→ **Task**
Please print every record below exactly as it appears.

■ ■ ■ ■ ■

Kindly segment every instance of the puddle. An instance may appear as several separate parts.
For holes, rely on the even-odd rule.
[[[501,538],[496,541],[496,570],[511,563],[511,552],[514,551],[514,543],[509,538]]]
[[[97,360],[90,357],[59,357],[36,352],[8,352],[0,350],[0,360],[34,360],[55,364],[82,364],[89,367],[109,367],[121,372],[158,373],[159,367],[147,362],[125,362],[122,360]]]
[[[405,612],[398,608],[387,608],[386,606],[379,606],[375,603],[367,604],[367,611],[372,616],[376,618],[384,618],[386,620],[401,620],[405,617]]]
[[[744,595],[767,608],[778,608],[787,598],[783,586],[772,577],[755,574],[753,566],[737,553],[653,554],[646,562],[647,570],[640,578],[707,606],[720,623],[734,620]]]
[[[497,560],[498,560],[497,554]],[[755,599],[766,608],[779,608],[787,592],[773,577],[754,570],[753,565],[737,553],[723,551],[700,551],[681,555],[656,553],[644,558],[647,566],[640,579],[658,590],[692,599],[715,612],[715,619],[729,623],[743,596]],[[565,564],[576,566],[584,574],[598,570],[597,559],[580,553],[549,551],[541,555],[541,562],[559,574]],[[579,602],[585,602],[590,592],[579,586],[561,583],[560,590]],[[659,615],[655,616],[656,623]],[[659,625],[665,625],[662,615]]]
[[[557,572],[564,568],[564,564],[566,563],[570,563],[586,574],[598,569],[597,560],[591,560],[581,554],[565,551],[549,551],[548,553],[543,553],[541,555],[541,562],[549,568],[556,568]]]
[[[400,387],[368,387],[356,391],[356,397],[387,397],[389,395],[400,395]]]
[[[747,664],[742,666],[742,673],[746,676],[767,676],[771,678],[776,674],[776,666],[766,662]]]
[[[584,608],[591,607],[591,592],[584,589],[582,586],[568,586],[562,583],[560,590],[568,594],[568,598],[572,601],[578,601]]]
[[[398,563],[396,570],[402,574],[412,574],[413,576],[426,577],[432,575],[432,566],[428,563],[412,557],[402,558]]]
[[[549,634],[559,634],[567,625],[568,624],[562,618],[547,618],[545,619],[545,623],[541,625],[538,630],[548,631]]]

■ ■ ■ ■ ■

→ **Task response**
Kindly segment every instance of the puddle. An instance may appear as several separate parts.
For holes, rely on the even-odd rule.
[[[501,538],[496,541],[496,570],[511,563],[511,552],[514,551],[514,543],[509,538]]]
[[[97,360],[90,357],[59,357],[36,352],[8,352],[0,350],[0,360],[34,360],[55,364],[82,364],[89,367],[109,367],[121,372],[158,373],[159,367],[147,362],[125,362],[122,360]]]
[[[405,612],[398,608],[387,608],[386,606],[379,606],[375,603],[367,604],[367,611],[372,616],[376,618],[384,618],[386,620],[401,620],[405,617]]]
[[[744,595],[767,608],[778,608],[787,598],[783,586],[772,577],[755,574],[753,566],[737,553],[653,554],[646,562],[647,570],[640,578],[707,606],[720,623],[734,620]]]
[[[497,560],[498,560],[497,554]],[[755,599],[766,608],[779,608],[787,592],[773,577],[754,570],[753,565],[737,553],[723,551],[700,551],[681,555],[656,553],[644,558],[647,566],[640,579],[658,590],[692,599],[715,612],[715,619],[729,623],[743,596]],[[565,564],[576,566],[584,574],[598,570],[597,559],[580,553],[549,551],[541,555],[541,562],[559,574]],[[579,602],[585,602],[590,592],[579,586],[561,583],[560,590]],[[659,615],[655,616],[656,623]],[[659,625],[665,625],[662,615]]]
[[[557,572],[564,568],[564,564],[566,563],[570,563],[586,574],[598,569],[597,560],[591,560],[581,554],[565,551],[549,551],[548,553],[543,553],[541,555],[541,562],[549,568],[556,568]]]
[[[400,387],[368,387],[356,391],[356,397],[387,397],[389,395],[400,395]]]
[[[747,664],[742,666],[742,673],[746,676],[767,676],[771,678],[776,674],[776,666],[766,662]]]
[[[584,608],[591,607],[591,592],[584,589],[582,586],[568,586],[562,583],[560,590],[568,594],[568,598],[572,601],[578,601]]]
[[[398,563],[396,570],[402,574],[412,574],[413,576],[426,577],[432,575],[432,566],[428,563],[412,557],[402,558]]]
[[[549,634],[559,634],[567,625],[568,624],[562,618],[547,618],[545,619],[545,623],[541,625],[538,630],[548,631]]]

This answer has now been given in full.